■ Problem to work on:
Copy these lines verbatim, leaving every character unchanged.
* BEGIN Given information *
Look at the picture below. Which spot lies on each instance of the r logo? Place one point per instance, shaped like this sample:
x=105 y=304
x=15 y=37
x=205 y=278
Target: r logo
* END Given information *
■ Complete output:
Look at the picture below. Which spot lies on each instance of the r logo? Place one point per instance, shaped like this sample:
x=105 y=304
x=15 y=37
x=205 y=278
Target: r logo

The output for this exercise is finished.